Суть задания
Замените «британцу» на «англичанину» и перепишите отрывок из текста о помощи Украине, начиная со слов «И это чрезвычайно» и заканчивая словами «уж и далеко.».

Исходный текст
◆ ◆ ◆ ◆

Поэтому я не уверена, что назвала бы это усталостью, но я считаю, что все мы, кто на 150%, 24/7 обеспокоены этим вторжением, должны прилагать усилия, чтобы убедиться, что осознание ситуации есть.
И это чрезвычайно важно, потому что мы видим, как Россия ежедневно продолжает распространять чрезвычайно фейковые новости о каждом аспекте своего вторжения и каждом аспекте обороны Украины. Так что это не то, где мы можем сидеть сложа руки.
– "Почему мы должны тратить наши деньги, чтобы помогать Украине?" – какой ответ на этот вопрос вы бы дали обычному британцу. Тратить средства налогоплательщиков на помощь Украине – достаточно далекой стране. Простой и быстрый ответ.
– Во-первых, это не далекая страна. Это страна в Европе. Великобритания тоже европейская страна, это часть европейского континента. Так что на самом деле это не так уж и далеко.
Во-вторых, речь идет о наступлении на суверенитет и демократию. Это ценности для Соединенного Королевства. Вы можете увидеть, кстати, как британские граждане открыли свои дома для граждан Украины. 117 тысяч украинцев приняли участие в нашей программе "Дом для Украины". И в-третьих, все понимают, что если Украина не победит, угроза не останется просто в Украине.
– Но вместе с тем, Соединенное Королевство довольно далеко расположено от России. Это не Польша, это не Словакия.
– Соединенное Королевство имеет связи с этими странами. И мы думаем об угрозах, которые возникают вокруг, поставках энергии, глобальном партнерстве, безопасности, и для нас было бы большой ошибкой об этом не думать. Поэтому мы думаем о том, какие есть угрозы для нас и наших европейских партнеров и действуем совместно. Именно поэтому мы тратим наши деньги для помощи Украине.
– В отношении российского энергетического шантажа Европы – сможет ли он как-то нарушить европейское единство в подходах к российско-украинской войне? Сможет ли Россия преуспеть в своем экономическом, энергетическом шантаже Европы?

◆ ◆ ◆ ◆

Сохранённые записи
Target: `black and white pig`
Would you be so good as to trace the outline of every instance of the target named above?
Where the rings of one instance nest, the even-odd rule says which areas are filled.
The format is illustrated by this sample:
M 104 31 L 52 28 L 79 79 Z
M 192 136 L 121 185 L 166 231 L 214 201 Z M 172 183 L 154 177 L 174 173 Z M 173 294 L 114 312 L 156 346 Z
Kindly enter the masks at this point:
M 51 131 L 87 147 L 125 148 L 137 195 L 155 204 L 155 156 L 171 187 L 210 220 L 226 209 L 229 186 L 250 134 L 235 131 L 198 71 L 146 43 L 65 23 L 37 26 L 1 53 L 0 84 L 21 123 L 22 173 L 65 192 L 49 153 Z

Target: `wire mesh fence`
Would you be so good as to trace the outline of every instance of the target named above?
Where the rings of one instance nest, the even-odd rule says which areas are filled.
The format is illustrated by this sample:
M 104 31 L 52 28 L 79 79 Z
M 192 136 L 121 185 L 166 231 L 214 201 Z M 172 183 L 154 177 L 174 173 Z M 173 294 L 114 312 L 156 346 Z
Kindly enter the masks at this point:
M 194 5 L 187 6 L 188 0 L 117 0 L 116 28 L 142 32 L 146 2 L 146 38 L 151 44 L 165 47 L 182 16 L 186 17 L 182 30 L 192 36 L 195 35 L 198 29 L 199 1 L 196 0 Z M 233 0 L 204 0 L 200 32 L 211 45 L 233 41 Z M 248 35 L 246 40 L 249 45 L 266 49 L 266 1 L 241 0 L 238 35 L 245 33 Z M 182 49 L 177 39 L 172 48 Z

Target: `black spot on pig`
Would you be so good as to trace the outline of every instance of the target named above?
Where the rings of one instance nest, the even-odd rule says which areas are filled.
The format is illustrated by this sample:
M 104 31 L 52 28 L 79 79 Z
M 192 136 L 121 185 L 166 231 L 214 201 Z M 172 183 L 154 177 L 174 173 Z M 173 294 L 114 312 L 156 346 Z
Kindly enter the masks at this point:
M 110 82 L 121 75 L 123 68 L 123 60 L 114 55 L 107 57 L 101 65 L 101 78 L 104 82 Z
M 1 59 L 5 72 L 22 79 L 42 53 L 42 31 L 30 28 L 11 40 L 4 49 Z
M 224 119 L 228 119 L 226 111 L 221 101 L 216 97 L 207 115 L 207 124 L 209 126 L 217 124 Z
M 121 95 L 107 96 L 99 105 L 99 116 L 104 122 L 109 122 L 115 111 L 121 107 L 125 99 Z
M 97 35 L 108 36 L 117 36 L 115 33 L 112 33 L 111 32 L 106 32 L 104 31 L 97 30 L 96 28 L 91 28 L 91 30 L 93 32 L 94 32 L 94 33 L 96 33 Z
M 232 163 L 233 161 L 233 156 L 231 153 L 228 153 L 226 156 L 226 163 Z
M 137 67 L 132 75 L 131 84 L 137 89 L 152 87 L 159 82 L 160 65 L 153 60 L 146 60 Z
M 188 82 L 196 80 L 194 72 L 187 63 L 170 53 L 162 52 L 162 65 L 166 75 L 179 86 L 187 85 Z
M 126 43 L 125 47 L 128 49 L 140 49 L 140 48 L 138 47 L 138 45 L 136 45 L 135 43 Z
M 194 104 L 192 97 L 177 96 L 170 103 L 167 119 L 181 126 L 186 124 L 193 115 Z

◆ ◆ ◆ ◆

Ответ на задание
И это чрезвычайно важно, потому что мы видим, как Россия ежедневно продолжает распространять чрезвычайно фейковые новости о каждом аспекте своего вторжения и каждом аспекте обороны Украины. Так что это не то, где мы можем сидеть сложа руки.
– "Почему мы должны тратить наши деньги, чтобы помогать Украине?" – какой ответ на этот вопрос вы бы дали обычному англичанину. Тратить средства налогоплательщиков на помощь Украине – достаточно далекой стране. Простой и быстрый ответ.
– Во-первых, это не далекая страна. Это страна в Европе. Великобритания тоже европейская страна, это часть европейского континента. Так что на самом деле это не так уж и далеко.